Читаем Николай Васильевич Гоголь. 1829–1842 полностью

Аксаков пришел от поэмы Гоголя в неописанный восторг. «Явление ее так важно, – говорит он, – так глубоко и вместе так новонеожиданно, что она не может быть доступной с первого раза». Сам он, однако, взялся судить о ней под первым чарующим впечатлением. Он увидел в «Мертвых душах» новое откровение искусства, оправдание целой сферы поэзии, сферы, давно унижаемой: ему показалось, что в «Мертвых душах» перед нами восстал древний эпос. Гоголь напомнил ему Гомера, а его поэма – Илиаду.

«Созерцание Гоголя, – говорил Аксаков, – древнее, истинное, то же, какое и у Гомера; из-под его творческой руки восстает, наконец, древний, истинный эпос, надолго оставлявший мир, эпос самобытный, полный вечно свежей, спокойной жизни, без всякого излишества. Чудное, чудное явление!»

________________________________________

__ЗАДАНИЯ__:
• 1. Переведите на английский язык предложение из фрагмента о поэме Гоголя: «Аксаков пришел от поэмы Гоголя в неописанный восторг.»
• 2. Воспроизведите дословно все записи с контурами областей, от первой строки до последней. Изображения в ответ не включайте.
Текст и записи между собой никак не связаны.

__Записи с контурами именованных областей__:
________________________________________

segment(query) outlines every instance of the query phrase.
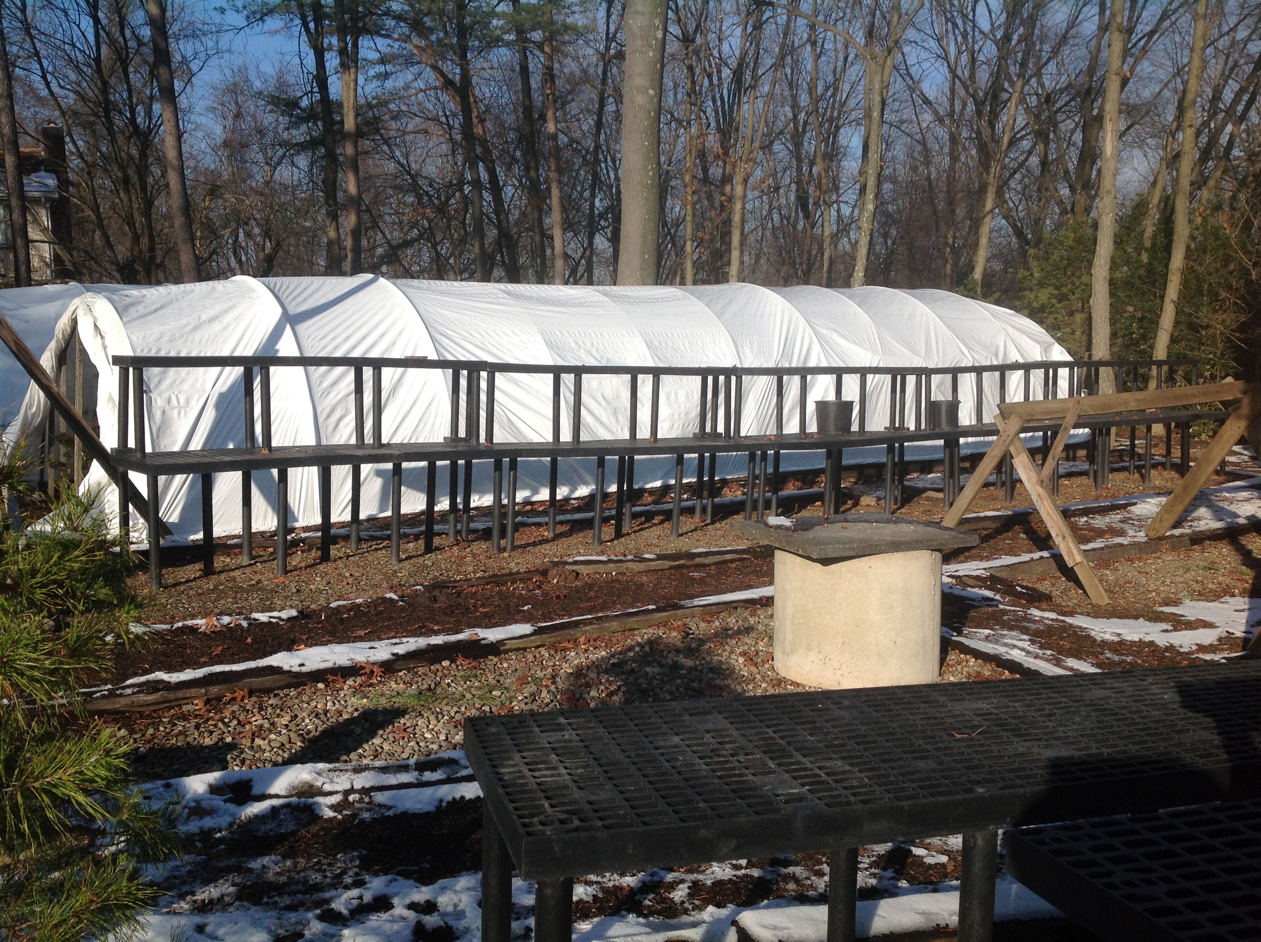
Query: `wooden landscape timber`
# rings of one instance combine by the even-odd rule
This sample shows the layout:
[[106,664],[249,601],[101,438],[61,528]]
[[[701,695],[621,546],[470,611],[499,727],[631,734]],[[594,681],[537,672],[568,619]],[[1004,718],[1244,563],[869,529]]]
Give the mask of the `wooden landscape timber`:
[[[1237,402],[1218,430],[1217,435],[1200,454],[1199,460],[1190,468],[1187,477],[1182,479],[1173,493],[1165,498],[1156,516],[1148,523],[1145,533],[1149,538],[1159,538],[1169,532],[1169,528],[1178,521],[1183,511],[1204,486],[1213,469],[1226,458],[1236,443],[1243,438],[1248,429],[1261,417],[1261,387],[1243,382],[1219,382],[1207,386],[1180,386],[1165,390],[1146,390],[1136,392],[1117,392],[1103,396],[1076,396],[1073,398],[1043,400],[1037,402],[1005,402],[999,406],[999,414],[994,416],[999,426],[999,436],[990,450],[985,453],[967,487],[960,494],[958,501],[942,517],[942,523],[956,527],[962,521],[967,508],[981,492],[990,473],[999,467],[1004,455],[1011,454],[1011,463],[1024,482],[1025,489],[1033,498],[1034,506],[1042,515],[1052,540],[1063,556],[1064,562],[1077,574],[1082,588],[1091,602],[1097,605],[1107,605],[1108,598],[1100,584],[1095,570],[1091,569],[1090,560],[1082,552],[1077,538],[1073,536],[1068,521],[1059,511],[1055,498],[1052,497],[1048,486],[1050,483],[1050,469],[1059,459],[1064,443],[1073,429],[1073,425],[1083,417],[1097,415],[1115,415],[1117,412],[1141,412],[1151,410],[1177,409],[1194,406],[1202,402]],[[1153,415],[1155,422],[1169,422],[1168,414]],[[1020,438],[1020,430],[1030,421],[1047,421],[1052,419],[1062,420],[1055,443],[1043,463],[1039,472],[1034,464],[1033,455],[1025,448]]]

________________________________________

__ОТВЕТЫ К ЗАДАНИЯМ__:
• 1. Aksakov was thrown into indescribable rapture by Gogol's poem.

• 2.
segment(query) outlines every instance of the query phrase.
Query: `wooden landscape timber`
# rings of one instance combine by the even-odd rule
This sample shows the layout:
[[106,664],[249,601],[101,438],[61,528]]
[[[701,695],[621,546],[470,611],[499,727],[631,734]],[[594,681],[537,672],[568,619]],[[1004,718],[1244,563],[869,529]]]
Give the mask of the `wooden landscape timber`:
[[[1237,402],[1218,430],[1217,435],[1200,454],[1199,460],[1190,468],[1187,477],[1182,479],[1173,493],[1165,498],[1156,516],[1148,523],[1145,533],[1149,538],[1159,538],[1169,532],[1169,528],[1178,521],[1183,511],[1204,486],[1213,469],[1226,458],[1236,443],[1243,438],[1248,429],[1261,417],[1261,387],[1243,382],[1219,382],[1207,386],[1180,386],[1165,390],[1146,390],[1136,392],[1117,392],[1103,396],[1076,396],[1073,398],[1043,400],[1037,402],[1005,402],[999,406],[999,414],[994,416],[999,426],[999,436],[990,450],[985,453],[967,487],[960,494],[958,501],[942,517],[942,523],[956,527],[962,521],[967,508],[981,492],[990,473],[999,467],[1004,455],[1011,454],[1011,463],[1024,482],[1025,489],[1033,498],[1034,506],[1042,515],[1052,540],[1063,556],[1064,562],[1077,574],[1082,588],[1091,602],[1097,605],[1107,605],[1108,598],[1100,584],[1095,570],[1091,569],[1090,560],[1082,552],[1077,538],[1073,536],[1068,521],[1059,511],[1055,498],[1052,497],[1048,486],[1050,483],[1050,469],[1059,459],[1064,443],[1073,429],[1073,425],[1083,417],[1097,415],[1115,415],[1117,412],[1141,412],[1151,410],[1177,409],[1194,406],[1202,402]],[[1153,415],[1155,422],[1169,422],[1168,414]],[[1020,438],[1020,430],[1030,421],[1047,421],[1052,419],[1062,420],[1055,443],[1043,463],[1039,472],[1034,464],[1033,455],[1025,448]]]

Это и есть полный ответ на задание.